Answer these questions from the text on the Opi test:
(a) How long, and at what temperature, were the Opi− strains grown before the tester strain BRS1005 was streaked?
(b) Which marker carried by the AID-1 indicator strain lets inositol-excreting mutants be identified by a red halo?
(c) How many Opi− mutants did the genomewide screen identify?

__Supplied text__:
*-*-*

A second round of screening tested each of the Opi− mutants individually. Each Opi− mutant strain was streaked horizontally on a plate containing I−C− medium. After 3 days of growth at 30°, the tester strain BRS1005 was streaked perpendicularly to the Opi− strain. Inositol excretion results in growth of the BRS1005 tester strain (McGee et al. 1994).
β-Galactosidase and chloramphenicol acetyltransferase (Cat) assays were performed as described previously (Lopes et al. 1991; Kaadige and Lopes 2006). Units of β-galactosidase activity = (OD420/minute/milligram total protein) × 1000. Units of Cat activity = percentage of conversion of 14C-chloramphenicol/microgram total protein/time (in hours) (Griggs and Johnston 1991).
A genomewide screen identified 89 Opi− mutants:
Three versions of the Opi test have been reported (Greenberg et al. 1982; Klig et al. 1988; McGee et al. 1994). The original Opi− screen was performed by replica plating yeast, mutagenized with ethyl methane sulfonate, onto synthetic medium lacking inositol that had been spread with a lawn of the AID-1 indicator strain. AID-1 is an inositol auxotroph (ino1-13) that also harbors the ade1 marker, which allows identification of inositol-excreting mutants by a red halo of growth around the mutant strain. Four complementation groups were originally identified, OPI1–OPI4 (Greenberg et al. 1982). While the OPI1 and OPI3 genes have been studied extensively, the opi2 and opi4 mutants were not further investigated. Subsequent genetic screens identified several other Opi− mutants, including cdg1 (CDS1 gene) (Klig et al. 1988), cho2 (Summers et al. 1988), ume6, rpd3, sin3 (Elkhaimi et al. 2000), and reg1 (Ouyang et al. 1999).

*-*-*

__Data extracts__:

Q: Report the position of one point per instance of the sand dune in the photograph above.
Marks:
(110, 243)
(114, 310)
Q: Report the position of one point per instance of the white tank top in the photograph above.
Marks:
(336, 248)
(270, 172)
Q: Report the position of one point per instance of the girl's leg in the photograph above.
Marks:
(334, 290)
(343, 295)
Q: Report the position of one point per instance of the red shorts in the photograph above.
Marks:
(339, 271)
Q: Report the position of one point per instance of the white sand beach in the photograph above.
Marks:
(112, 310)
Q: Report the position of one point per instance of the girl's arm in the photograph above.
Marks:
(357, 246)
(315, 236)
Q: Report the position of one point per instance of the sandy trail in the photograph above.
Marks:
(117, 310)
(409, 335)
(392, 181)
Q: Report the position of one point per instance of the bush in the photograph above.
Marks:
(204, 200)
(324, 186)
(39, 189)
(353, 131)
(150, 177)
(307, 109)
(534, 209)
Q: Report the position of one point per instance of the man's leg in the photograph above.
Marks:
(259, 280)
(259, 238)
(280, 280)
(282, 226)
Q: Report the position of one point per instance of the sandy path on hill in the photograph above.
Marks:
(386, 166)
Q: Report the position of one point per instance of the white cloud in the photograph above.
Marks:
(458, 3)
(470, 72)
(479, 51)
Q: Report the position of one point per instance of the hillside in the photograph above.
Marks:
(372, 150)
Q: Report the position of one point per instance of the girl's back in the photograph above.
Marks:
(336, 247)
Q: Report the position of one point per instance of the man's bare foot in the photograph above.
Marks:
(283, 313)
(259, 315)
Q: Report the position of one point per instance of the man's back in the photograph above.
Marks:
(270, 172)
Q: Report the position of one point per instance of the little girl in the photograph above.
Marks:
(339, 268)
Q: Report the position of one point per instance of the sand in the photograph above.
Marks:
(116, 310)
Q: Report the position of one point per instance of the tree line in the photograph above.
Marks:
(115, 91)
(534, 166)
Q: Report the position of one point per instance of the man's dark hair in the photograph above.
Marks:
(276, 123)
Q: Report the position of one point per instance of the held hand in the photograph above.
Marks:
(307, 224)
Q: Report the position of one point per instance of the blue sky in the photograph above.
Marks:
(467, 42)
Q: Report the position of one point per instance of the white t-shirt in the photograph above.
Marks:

*-*-*

__Answer for the task__:
(a) 3 days at 30°
(b) The ade1 marker
(c) 89